- Poster presentation
- Open Access
Confounding hemodynamic effects of assisted ventilation in hemorrhagic states
© BioMed Central Ltd. 2004
- Published: 15 March 2004
- Metabolic Acidosis
- Hemodynamic Effect
- Positive Pressure Ventilation
- Assisted Ventilation
- Coronary Perfusion Pressure
The detrimental hemodynamic effects of positive pressure ventilation in hypovolemic states have been well described for more than 60 years. Nevertheless, typical paramedic training programs and applicable prehospital resuscitative trauma protocols in the United States and elsewhere often call for 'hyperventilation' therapy (e.g. rates > 15/min), particularly in moribund trauma patients. Typically, paramedics are trained to do so with the anecdotal rationale that they will 'pump in more oxygen' and better 'compensate for metabolic acidosis'. Therefore, considering that many of the patients receiving assisted ventilation are those with the most severe hemorrhage, there exists concern that such practices may be an under-recognized contributor to worse outcomes and that they may even over-ride or mask the potential positive effects of any resuscitative study interventions. To begin to address this issue, a study was performed to demonstrate that very slow respiratory rates (RRs) not only preserve adequate oxygenation and acid–base status in hemorrhagic states, but also that 'normal' or higher RRs worsen hemodynamics, even in cases of mild to moderate hemorrhage.
Eight pigs were ventilated with 12 ml/kg tidal volume (intubated, no positive end expiratory pressure, no lung disease);28% FiO2; and RR = 12/min. The pigs were then hemorrhaged to < 65 mmHg systolic arterial blood pressure (SABP). After reaching steady state, RRs were then sequentially changed every 10 min to 6, 20, 30, and 6/min, respectively.

______________________________

▸ WORK TASK 1:
Please repeat the passage of the ventilation abstract starting with "Eight pigs were" and going on through "and 6/min, respectively.".
▸ WORK TASK 2:
Pick up the abstract on assisted ventilation in hemorrhage after its last sentence and continue it.

[Saved entries]

______________________________

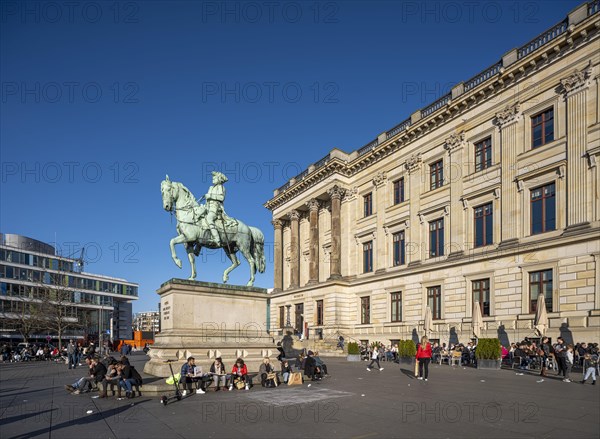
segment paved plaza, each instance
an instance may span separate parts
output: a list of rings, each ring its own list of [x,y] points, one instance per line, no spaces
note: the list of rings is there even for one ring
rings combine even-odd
[[[142,369],[147,357],[132,356]],[[600,385],[510,370],[432,366],[428,382],[384,362],[327,359],[331,377],[302,386],[192,395],[162,406],[71,395],[84,374],[55,363],[0,364],[2,438],[597,438]],[[580,379],[580,373],[573,377]]]

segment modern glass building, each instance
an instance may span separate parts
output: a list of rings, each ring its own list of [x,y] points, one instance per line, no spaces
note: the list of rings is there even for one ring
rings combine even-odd
[[[47,243],[14,234],[0,234],[0,340],[23,338],[19,326],[33,304],[45,305],[48,292],[60,292],[67,328],[62,339],[106,341],[132,337],[132,302],[138,284],[83,271],[83,263],[57,254]],[[39,306],[38,306],[39,311]],[[33,312],[33,311],[32,311]],[[43,315],[44,310],[41,310]],[[40,321],[52,316],[40,317]],[[112,325],[112,331],[111,331]],[[31,340],[58,334],[34,325]],[[52,325],[50,325],[52,326]]]

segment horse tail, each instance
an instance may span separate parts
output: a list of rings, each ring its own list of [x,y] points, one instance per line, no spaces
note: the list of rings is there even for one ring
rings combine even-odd
[[[265,236],[256,227],[250,227],[252,234],[252,256],[256,262],[256,269],[259,273],[265,272]]]

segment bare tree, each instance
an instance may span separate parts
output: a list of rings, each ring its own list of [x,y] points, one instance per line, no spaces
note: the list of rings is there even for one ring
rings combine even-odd
[[[23,336],[25,343],[29,342],[31,335],[42,328],[42,304],[39,301],[19,297],[15,302],[15,329]]]

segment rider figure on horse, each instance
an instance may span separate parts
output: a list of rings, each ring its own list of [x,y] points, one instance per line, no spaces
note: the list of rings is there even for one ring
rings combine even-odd
[[[217,232],[215,221],[219,217],[223,221],[223,201],[225,201],[225,187],[223,186],[223,183],[228,179],[224,174],[217,171],[213,171],[212,175],[213,185],[208,188],[208,192],[205,195],[207,210],[206,222],[208,223],[208,228],[210,229],[213,241],[216,245],[220,246],[222,243],[219,233]]]

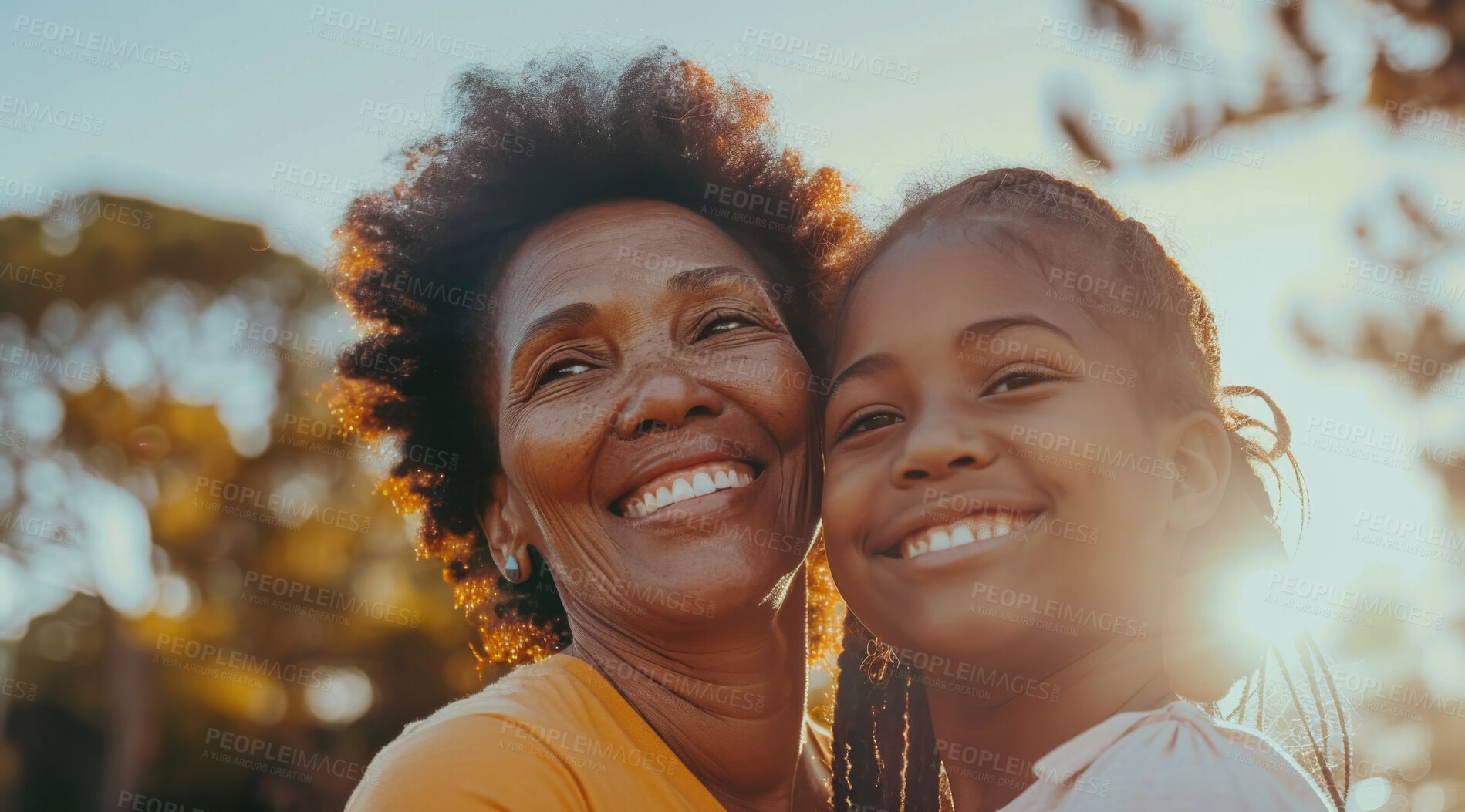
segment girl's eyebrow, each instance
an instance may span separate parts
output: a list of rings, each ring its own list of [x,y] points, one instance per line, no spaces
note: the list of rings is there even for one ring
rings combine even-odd
[[[957,348],[961,350],[965,348],[968,344],[971,344],[979,335],[996,335],[1005,329],[1012,329],[1012,328],[1046,329],[1058,335],[1064,341],[1067,341],[1074,348],[1078,347],[1078,344],[1074,342],[1074,337],[1068,335],[1068,331],[1055,325],[1053,322],[1049,322],[1042,316],[1034,316],[1031,313],[1021,313],[1017,316],[1005,316],[1001,319],[983,319],[980,322],[971,322],[970,325],[961,328],[961,332],[957,334],[955,344]]]
[[[895,366],[895,357],[889,353],[875,353],[844,367],[844,372],[834,377],[829,385],[829,399],[839,394],[839,388],[857,377],[870,377]]]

______________________________

▸ ANSWER 1:
Eight pigs were ventilated with 12 ml/kg tidal volume (intubated, no positive end expiratory pressure, no lung disease);28% FiO2; and RR = 12/min. The pigs were then hemorrhaged to < 65 mmHg systolic arterial blood pressure (SABP). After reaching steady state, RRs were then sequentially changed every 10 min to 6, 20, 30, and 6/min, respectively.

▸ ANSWER 2:
With RRs at 6/min, the animals maintained pH >7.25/SaO2 > 99%, but increased mean SABP (65–84 mmHg; P < 0.05), time-averaged coronary perfusion pressure (CPP) (50 ± 2 to 60 ± 4 mmHg; P < 0.05) and cardiac output (Qt) (2.4–2.8 l/min; P < 0.05). With RRs = 20 and = 30, the SABP (73 and 66 mmHg), CPP (47 ± 3 and 42 ± 4 mmHg) and Qt (2.5 and 2.4 l/min) decreased, as did PaO2 and PaCO2 (< 30 mmHg) with P < 0.05 for each comparison, respectively. When RR returned to 6/min, SBP (95 mmHg), CPP (71 ± 6 mmHg), Qt (3.0 l/min) improved significantly (P < 0.05).
Following moderate hemorrhage, animals can maintain adequate oxygenation and ventilation with very slow RRs, while increasingly higher RRs progressively impair hemodynamics, directly resulting in diminished coronary perfusion and Qt. It is probable that these effects will be more pronounced in severe hemorrhagic states and may even contribute to worse outcomes and under-appreciated compromised study results. Current resuscitative protocols for trauma involving provision of positive pressure ventilation should be re-examined.